◆ The task ◆
The response should contain every entry, reproduced exactly.

◆ Provided records ◆
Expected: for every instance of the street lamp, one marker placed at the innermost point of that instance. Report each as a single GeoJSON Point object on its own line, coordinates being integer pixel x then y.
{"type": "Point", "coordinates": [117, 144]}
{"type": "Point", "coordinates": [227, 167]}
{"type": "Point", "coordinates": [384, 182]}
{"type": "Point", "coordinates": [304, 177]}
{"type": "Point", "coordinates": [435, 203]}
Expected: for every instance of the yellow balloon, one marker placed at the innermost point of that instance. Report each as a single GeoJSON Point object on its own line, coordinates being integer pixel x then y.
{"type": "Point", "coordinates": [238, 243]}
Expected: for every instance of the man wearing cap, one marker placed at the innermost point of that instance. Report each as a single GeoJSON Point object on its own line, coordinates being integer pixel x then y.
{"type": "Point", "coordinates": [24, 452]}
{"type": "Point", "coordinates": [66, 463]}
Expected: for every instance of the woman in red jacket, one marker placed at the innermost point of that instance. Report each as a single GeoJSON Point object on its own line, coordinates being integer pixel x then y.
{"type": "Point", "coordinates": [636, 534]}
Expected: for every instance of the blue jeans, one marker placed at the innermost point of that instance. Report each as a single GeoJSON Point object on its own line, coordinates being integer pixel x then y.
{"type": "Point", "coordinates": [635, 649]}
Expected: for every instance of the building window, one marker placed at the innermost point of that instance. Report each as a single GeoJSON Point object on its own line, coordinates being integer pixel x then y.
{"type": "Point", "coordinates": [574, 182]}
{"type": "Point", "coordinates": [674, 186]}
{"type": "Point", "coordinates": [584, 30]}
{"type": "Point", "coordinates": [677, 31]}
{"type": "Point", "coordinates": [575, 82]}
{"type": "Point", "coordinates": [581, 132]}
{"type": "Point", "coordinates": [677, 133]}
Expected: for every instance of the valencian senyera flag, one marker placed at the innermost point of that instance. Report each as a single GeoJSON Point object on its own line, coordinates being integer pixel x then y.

◆ Solution for this task ◆
Expected: for every instance of the street lamp, one marker placed at the innermost point of that instance. Report each as a single GeoJSON Point object on its own line, coordinates being integer pixel x then y.
{"type": "Point", "coordinates": [117, 144]}
{"type": "Point", "coordinates": [227, 167]}
{"type": "Point", "coordinates": [384, 182]}
{"type": "Point", "coordinates": [304, 177]}
{"type": "Point", "coordinates": [435, 203]}
Expected: for every instance of the yellow balloon, one marker placed at the innermost point of that instance. Report each as a single GeoJSON Point object on its own line, coordinates being integer pixel x then y.
{"type": "Point", "coordinates": [238, 243]}
Expected: for every instance of the man wearing cap, one marker placed at the innermost point of that instance. Report each as a single GeoJSON Point object on its own line, coordinates being integer pixel x then y.
{"type": "Point", "coordinates": [24, 452]}
{"type": "Point", "coordinates": [66, 463]}
Expected: for every instance of the woman in red jacket, one marker placed at the innermost point of that instance. Report each as a single GeoJSON Point object on its own line, coordinates being integer pixel x then y.
{"type": "Point", "coordinates": [636, 534]}
Expected: for every instance of the blue jeans, one marker placed at the innermost point of that instance. Report each as a single GeoJSON Point object on its own line, coordinates being integer pixel x then y.
{"type": "Point", "coordinates": [635, 649]}
Expected: for every instance of the building window, one marker placed at the innermost point of that instance. Report each as a single GeoJSON Point object on its own line, coordinates being integer pixel x then y.
{"type": "Point", "coordinates": [574, 182]}
{"type": "Point", "coordinates": [674, 186]}
{"type": "Point", "coordinates": [584, 30]}
{"type": "Point", "coordinates": [677, 31]}
{"type": "Point", "coordinates": [575, 82]}
{"type": "Point", "coordinates": [581, 132]}
{"type": "Point", "coordinates": [677, 133]}
Expected: for every instance of the valencian senyera flag, one marker placed at the innermost point of that instance. Report each as a single GeoJSON Point object on its own line, coordinates being integer pixel x then y.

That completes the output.